**Problem statement:**
Beginning with the line that holds "table and record integer pixel coordinates." in the data below, give again every line through the one that holds "blond hair and record integer pixel coordinates.", exactly as written.

[Natural language region descriptions]
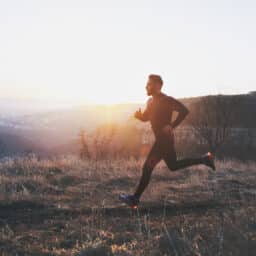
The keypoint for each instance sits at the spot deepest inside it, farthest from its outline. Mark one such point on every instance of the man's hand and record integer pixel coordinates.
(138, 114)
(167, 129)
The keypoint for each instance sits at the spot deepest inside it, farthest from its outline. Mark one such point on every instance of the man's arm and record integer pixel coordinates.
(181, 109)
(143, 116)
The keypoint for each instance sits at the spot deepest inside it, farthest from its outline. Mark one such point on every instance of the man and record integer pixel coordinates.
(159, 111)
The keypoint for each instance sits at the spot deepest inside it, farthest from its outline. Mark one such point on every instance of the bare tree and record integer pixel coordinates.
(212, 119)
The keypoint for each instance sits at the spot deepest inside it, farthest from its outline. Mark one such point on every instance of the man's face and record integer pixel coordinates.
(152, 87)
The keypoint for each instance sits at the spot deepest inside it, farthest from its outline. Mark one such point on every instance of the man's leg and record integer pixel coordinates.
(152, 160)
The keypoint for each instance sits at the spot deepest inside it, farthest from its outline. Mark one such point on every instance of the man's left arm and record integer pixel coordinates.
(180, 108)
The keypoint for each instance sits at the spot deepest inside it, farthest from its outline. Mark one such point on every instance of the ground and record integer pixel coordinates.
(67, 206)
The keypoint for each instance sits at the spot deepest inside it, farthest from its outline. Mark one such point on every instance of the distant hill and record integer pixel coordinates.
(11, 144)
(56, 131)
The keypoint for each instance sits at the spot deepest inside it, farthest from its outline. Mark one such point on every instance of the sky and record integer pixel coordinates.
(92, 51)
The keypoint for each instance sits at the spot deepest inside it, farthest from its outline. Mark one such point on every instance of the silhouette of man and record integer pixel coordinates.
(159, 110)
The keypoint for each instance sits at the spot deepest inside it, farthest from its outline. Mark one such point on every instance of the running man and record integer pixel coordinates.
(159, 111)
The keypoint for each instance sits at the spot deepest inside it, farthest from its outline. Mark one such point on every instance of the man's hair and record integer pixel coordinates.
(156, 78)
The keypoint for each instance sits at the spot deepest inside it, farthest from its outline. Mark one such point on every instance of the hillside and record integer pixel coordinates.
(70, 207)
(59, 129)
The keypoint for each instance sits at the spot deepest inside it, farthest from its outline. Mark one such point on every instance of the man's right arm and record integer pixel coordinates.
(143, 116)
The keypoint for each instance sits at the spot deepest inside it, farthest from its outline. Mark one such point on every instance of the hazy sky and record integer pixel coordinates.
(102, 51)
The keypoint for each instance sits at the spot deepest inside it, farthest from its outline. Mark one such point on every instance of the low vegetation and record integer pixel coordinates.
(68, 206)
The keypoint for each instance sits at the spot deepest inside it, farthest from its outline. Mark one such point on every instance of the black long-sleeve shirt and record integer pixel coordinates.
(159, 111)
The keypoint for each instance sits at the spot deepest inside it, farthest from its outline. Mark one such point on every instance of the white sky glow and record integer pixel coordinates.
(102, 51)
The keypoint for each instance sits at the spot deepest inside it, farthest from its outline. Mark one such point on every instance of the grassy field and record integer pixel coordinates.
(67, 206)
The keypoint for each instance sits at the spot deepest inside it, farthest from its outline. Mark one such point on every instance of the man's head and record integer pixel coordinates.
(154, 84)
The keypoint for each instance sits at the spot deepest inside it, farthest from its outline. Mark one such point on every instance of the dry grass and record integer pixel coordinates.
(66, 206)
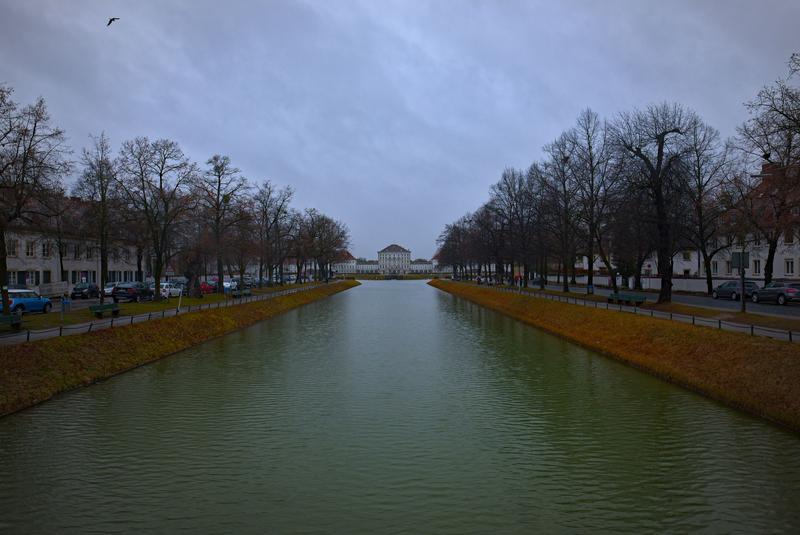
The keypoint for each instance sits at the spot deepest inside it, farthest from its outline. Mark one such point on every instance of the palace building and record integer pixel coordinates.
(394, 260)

--

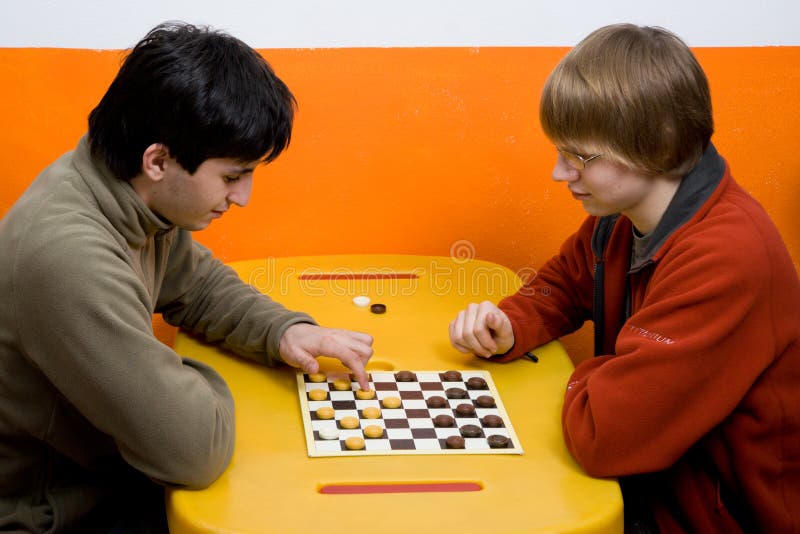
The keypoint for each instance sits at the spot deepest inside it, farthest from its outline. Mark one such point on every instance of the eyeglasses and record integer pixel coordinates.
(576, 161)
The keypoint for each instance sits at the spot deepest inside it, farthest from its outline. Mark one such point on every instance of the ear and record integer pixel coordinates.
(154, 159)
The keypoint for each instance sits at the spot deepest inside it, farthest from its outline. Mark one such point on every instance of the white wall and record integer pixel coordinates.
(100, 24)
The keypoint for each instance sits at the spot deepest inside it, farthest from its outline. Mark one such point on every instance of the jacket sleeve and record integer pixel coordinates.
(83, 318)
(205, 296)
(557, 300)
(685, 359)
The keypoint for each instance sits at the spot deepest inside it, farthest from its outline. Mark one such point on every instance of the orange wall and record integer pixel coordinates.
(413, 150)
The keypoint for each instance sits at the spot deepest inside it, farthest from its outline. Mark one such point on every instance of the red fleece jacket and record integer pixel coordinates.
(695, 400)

* * *

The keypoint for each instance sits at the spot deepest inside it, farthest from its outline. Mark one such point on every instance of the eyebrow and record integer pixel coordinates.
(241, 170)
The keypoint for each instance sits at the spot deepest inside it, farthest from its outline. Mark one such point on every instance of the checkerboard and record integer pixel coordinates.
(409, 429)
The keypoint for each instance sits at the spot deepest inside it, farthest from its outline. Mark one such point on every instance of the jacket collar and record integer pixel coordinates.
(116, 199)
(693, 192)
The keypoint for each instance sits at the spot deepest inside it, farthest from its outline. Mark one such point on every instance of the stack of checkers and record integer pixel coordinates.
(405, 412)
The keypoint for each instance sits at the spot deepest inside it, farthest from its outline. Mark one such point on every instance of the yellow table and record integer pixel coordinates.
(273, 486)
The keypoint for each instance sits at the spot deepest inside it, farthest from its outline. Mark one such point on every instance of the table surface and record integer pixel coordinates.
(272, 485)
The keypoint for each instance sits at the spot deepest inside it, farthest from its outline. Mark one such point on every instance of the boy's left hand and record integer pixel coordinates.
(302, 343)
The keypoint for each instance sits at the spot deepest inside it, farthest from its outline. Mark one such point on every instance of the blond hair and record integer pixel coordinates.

**Result below:**
The keypoint for each instance sits at the spot deepest inside it, farthest from its outline. Mark one such point on every instance of the yellow table and record integer pixel coordinates.
(273, 486)
The keypoint for each instance sits at the spot deepest inside it, farthest from its outline. Mark one such point on every instance of the table surface and record integer pixel coordinates.
(272, 485)
The keypoint for each instance sits at the spot deepest inside it, farthest from its outline. Mark one such point on every instance of the boy's left hand and record integer pixel coordinates.
(302, 343)
The keypoint for each instance sits at the spot deepest inside it, farthest from its outline. Mark one such point on every instance of the blond hair and record integer pixel coordinates.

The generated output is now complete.